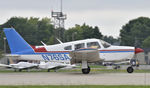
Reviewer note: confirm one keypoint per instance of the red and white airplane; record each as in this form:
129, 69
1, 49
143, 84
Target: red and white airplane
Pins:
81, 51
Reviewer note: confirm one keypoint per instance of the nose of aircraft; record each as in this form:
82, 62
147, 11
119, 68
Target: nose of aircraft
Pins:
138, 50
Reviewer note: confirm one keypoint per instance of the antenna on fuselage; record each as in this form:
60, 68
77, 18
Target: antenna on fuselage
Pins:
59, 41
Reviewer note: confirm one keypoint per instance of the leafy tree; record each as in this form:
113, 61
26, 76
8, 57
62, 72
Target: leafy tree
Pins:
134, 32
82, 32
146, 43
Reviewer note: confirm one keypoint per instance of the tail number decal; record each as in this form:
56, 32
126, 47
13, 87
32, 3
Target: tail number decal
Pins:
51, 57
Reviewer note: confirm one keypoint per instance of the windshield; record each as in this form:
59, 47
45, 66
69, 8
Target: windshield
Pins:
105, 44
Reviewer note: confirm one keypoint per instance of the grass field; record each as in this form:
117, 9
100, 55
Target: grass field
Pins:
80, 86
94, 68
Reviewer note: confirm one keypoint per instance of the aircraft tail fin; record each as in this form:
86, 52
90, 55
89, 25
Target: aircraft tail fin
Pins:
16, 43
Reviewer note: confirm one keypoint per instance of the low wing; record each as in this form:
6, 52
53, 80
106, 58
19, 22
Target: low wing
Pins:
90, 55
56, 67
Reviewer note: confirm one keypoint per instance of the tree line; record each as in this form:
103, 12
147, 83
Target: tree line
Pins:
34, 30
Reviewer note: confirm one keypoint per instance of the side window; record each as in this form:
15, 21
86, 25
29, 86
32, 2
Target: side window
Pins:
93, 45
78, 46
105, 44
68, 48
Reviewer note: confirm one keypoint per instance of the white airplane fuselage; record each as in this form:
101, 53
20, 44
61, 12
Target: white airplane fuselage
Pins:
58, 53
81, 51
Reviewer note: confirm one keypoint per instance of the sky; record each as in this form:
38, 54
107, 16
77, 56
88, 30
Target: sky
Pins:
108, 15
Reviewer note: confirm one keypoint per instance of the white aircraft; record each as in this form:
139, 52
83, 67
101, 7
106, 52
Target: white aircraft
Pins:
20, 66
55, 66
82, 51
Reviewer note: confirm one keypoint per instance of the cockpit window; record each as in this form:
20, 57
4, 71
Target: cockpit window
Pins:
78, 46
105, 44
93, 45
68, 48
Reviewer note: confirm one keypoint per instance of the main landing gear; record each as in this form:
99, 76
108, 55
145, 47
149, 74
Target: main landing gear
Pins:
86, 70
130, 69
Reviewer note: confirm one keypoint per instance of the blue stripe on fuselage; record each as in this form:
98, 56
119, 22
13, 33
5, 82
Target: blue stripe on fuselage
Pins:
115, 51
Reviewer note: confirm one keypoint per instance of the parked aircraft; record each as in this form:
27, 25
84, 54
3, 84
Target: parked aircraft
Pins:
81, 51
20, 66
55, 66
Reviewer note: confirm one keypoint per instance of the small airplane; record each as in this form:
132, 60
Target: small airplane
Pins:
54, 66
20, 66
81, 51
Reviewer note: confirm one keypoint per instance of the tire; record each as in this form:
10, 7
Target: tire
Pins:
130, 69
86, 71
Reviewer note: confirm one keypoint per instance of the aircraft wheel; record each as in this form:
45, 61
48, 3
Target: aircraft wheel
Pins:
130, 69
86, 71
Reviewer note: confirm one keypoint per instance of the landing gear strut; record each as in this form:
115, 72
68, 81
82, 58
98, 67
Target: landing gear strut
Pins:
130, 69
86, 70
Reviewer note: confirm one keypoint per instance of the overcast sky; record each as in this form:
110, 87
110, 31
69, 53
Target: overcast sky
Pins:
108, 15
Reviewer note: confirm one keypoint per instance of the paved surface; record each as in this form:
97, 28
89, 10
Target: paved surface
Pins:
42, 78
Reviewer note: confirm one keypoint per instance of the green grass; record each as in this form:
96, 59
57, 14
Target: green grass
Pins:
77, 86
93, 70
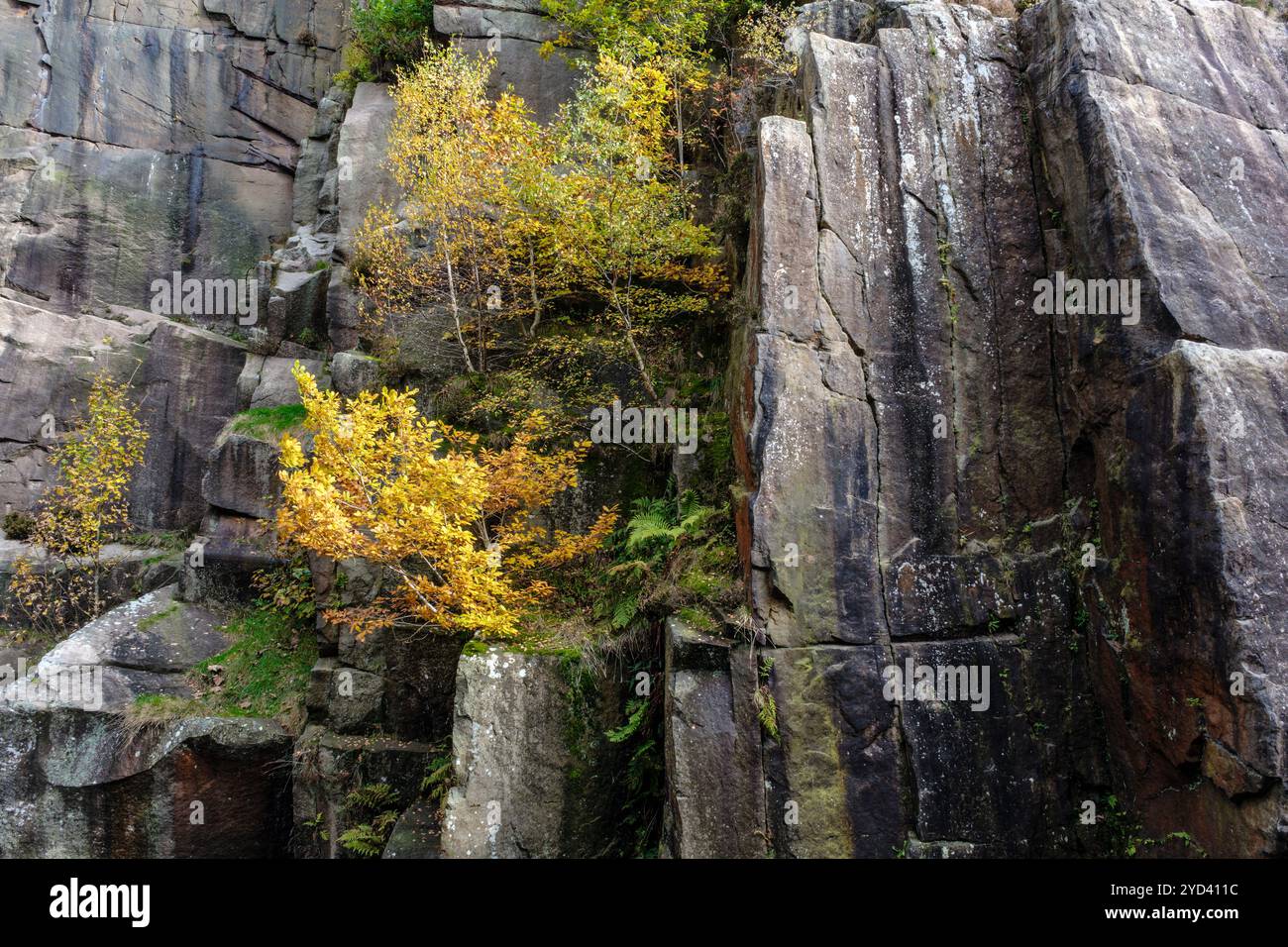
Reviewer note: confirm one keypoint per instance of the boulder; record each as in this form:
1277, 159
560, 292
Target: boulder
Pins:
*-*-*
> _ACTIVITY_
A complete answer lists every line of the listing above that holds the word "blue".

> _WORKED SOLUTION_
Reviewer note: confirm one keypoint per instance of the blue stripe on fuselage; record each as in this form:
Target: blue stripe on fuselage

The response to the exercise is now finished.